** 問題の説明 **
「Study the photograph above. For every instance of the semi」を含む行からエントリの最後までの範囲（両端を含む）だけを、指示の文も含めてもう一度書き出してください。その際、解答にある座標の数値をすべて2.4倍し、整数に四捨五入（0.5は切り上げ）してください。

** 提供データ **
- - - - -
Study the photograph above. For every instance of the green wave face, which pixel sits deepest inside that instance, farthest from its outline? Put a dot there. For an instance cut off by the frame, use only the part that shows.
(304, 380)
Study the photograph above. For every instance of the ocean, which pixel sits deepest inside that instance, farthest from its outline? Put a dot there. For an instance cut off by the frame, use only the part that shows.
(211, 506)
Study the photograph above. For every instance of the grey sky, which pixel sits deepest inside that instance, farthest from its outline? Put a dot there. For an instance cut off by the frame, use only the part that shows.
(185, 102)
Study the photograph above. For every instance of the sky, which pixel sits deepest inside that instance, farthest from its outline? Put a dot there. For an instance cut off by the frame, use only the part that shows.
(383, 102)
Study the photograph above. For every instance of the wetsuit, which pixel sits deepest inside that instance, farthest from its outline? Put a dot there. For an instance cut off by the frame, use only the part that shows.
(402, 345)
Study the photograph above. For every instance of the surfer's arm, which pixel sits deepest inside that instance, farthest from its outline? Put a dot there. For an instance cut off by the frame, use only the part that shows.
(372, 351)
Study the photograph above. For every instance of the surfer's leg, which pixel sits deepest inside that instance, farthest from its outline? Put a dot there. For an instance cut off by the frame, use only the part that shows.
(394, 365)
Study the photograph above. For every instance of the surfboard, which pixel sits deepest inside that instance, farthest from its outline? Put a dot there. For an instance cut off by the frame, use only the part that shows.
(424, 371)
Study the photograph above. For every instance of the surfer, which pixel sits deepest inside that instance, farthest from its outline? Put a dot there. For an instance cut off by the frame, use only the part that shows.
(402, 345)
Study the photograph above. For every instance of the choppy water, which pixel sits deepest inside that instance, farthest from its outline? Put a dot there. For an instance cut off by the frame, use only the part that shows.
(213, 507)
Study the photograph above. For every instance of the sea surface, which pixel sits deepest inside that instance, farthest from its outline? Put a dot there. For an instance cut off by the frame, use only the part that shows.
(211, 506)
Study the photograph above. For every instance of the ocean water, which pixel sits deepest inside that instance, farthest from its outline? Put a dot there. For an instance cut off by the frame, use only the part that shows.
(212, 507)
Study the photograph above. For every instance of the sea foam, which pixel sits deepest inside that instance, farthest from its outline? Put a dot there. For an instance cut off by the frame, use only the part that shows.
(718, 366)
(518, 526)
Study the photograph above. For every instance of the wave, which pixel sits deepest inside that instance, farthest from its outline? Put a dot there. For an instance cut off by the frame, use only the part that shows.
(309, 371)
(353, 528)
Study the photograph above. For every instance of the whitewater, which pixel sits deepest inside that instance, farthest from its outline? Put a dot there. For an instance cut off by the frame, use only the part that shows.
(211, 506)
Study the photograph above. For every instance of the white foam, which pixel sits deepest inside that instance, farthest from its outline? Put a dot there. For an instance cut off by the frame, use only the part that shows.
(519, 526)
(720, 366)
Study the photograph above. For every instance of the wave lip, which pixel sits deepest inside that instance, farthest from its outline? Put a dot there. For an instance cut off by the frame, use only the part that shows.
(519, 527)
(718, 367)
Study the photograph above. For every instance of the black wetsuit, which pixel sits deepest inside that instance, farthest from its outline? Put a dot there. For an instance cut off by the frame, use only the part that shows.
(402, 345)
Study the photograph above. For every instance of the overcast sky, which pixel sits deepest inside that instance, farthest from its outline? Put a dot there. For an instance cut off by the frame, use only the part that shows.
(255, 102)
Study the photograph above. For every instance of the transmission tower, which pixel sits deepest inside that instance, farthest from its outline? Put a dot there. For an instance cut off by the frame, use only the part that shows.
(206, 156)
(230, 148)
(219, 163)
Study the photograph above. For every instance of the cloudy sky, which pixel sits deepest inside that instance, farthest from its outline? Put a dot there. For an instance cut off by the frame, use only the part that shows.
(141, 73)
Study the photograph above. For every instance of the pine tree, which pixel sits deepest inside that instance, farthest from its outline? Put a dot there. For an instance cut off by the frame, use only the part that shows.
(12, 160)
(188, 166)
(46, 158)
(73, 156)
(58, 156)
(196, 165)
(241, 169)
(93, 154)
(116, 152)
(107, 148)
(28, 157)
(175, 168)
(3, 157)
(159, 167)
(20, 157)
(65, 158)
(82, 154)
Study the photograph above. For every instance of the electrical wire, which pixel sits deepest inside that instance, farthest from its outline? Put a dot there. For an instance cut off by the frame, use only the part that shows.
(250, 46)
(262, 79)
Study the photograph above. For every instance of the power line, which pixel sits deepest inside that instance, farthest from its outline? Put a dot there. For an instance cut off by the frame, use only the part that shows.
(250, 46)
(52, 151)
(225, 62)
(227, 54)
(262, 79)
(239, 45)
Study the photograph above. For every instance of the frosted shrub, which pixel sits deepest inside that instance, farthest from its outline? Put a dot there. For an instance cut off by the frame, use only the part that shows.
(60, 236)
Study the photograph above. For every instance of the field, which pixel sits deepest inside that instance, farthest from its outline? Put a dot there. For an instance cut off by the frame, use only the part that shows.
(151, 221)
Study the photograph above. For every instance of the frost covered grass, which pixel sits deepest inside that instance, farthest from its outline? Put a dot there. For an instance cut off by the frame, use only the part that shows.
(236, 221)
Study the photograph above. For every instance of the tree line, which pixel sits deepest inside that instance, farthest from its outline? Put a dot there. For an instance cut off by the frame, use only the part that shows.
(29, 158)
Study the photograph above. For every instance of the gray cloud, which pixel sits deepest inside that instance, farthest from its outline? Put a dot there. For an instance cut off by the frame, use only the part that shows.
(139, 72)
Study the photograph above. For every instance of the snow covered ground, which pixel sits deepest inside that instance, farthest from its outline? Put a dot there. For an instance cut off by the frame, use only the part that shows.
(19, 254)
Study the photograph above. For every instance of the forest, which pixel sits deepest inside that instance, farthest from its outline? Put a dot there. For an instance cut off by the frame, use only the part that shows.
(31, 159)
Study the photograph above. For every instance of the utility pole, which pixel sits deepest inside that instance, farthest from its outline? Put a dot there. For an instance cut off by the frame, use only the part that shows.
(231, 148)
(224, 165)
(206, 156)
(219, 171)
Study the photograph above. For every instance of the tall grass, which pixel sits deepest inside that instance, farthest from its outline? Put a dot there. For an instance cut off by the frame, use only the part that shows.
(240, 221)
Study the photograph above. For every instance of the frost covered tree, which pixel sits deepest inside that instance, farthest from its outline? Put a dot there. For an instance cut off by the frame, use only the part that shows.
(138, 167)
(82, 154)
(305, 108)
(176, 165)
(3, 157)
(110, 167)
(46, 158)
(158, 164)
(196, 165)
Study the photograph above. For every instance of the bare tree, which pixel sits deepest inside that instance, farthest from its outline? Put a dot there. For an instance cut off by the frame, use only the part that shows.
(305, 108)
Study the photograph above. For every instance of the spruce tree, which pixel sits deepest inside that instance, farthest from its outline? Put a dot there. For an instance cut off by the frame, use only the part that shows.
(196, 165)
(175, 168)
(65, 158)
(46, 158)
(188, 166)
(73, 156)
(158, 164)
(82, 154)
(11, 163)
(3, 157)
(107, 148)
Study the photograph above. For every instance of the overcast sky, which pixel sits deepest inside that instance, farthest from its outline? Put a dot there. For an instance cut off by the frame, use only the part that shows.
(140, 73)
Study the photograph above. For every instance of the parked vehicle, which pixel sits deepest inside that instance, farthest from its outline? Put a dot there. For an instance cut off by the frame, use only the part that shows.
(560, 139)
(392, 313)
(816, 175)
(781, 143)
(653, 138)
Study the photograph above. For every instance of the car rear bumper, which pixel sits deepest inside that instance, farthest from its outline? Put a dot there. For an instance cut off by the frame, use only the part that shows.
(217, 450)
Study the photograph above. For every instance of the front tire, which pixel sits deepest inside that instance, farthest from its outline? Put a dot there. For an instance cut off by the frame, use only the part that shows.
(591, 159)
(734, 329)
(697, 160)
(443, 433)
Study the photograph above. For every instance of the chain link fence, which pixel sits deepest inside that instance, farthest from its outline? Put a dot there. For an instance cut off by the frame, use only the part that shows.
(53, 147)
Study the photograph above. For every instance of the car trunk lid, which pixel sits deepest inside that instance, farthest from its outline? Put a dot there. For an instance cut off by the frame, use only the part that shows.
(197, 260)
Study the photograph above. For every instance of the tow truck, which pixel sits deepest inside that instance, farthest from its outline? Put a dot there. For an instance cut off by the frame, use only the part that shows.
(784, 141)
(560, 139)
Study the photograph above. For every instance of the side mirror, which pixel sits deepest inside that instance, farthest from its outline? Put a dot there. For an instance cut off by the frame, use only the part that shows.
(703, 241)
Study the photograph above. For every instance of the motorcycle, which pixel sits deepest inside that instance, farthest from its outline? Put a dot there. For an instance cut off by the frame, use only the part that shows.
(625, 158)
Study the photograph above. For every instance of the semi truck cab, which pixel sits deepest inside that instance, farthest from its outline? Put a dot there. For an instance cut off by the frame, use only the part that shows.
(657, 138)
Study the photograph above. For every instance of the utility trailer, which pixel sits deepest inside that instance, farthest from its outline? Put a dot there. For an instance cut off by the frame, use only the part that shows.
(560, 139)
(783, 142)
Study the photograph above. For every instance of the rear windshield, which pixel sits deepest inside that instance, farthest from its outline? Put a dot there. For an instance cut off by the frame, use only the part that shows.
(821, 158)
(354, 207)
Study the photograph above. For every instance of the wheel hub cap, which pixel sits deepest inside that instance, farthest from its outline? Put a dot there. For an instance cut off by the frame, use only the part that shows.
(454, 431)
- - - - -
** 記述による解答 **
Study the photograph above. For every instance of the semi truck cab, which pixel sits deepest inside that instance, farthest from its outline? Put a dot there. For an instance cut off by the frame, use only the part that shows.
(1577, 331)
Study the photograph above. For every instance of the utility trailer, which pixel sits deepest inside that instance, farthest from its outline? Put a dot there. For an instance cut off by the frame, use only the part that shows.
(1344, 334)
(1879, 341)
Study the photograph above. For every instance of the rear windshield, which pixel sits deepest inside that instance, farthest from its outline? Put a dot there. For an instance cut off by the frame, use only the part that shows.
(1970, 379)
(850, 497)
Study the photograph above. For every instance of the wheel hub cap, which pixel sits deepest inside that instance, farthest from its outline? Put a dot there. For an instance cut off by the frame, use only the part that shows.
(1090, 1034)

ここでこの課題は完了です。